This network ranking system uses a computational algorithm based on a set of parameters to generate an importance score for each node in a network, thereby establishing the means to rank and identify master regulators, in particularly transcription factors, in complex gene networks. Bioinformatics programs like this are important tools in a number of scientific fields including computational biology, and the bioinformatics market is expected to grow to $12.8 billion by 2020. Often in gene networks, one gene regulates another gene, which regulates another gene, and so on. Additionally, most transcription factors bind to multiple binding sites in a cell’s genome. As a result, gene regulatory networks are complex and difficult to analyze. Another issue in computational biology is the desire to incorporate various parameters known individually to influence network ranking. Researchers at the University of Florida have developed nSCORE (network Systems Calculation of Optimal Ranking Engine), a network ranking framework, experimentally validated as highly accurate, that combines many existing parameters into a comprehensive algorithm that produces importance scores to plainly quantify the influence of regulators in any gene network. nSCORE can be applied to any field that involves the use of networks because it is designed to take any type of network and node statistics as inputs.
Network analysis engine that determines a hierarchy of nodes according to the importance of each node in the network, maintaining compatibility to networks of all types (examples include analyses to identify genes responsible for cell type conversions, for disease drug targets, for drug response predictions in patients)
A number of network analysis measures reflect the influence of a node in a network, such as degree or “betweenness.” While varied approaches can isolate specific effects on other nodes in the network, nSCORE (network Systems Calculation of Optimal Ranking Engine) automatically synthesizes limitless sets of existing parameters that individually influence network properties and uses a computational algorithm to produce a node importance score drawn from all available node information. Because it takes as inputs data sets describing any network and node statistics, nSCORE is capable of ranking nodes in networks and node statistics of any type, whether known or unknown.
----
Problem statement
Answer each question from the nSCORE description above.
(a) To what size is the bioinformatics market expected to grow by 2020?
(b) What does the network analysis engine determine, according to the importance of each node?
(c) Which two network analysis measures are named as reflecting the influence of a node?

Input data
----
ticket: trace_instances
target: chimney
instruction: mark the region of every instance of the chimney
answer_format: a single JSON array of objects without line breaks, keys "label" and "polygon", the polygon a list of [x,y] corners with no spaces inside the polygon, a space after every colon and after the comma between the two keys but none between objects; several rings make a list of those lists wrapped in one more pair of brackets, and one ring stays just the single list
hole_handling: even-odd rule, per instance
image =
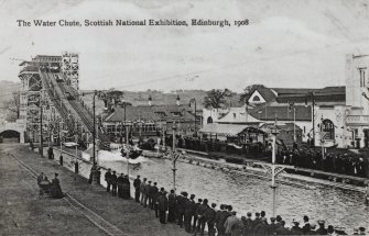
----
Your solution
(a) $12.8 billion
(b) A hierarchy of nodes
(c) Degree and "betweenness"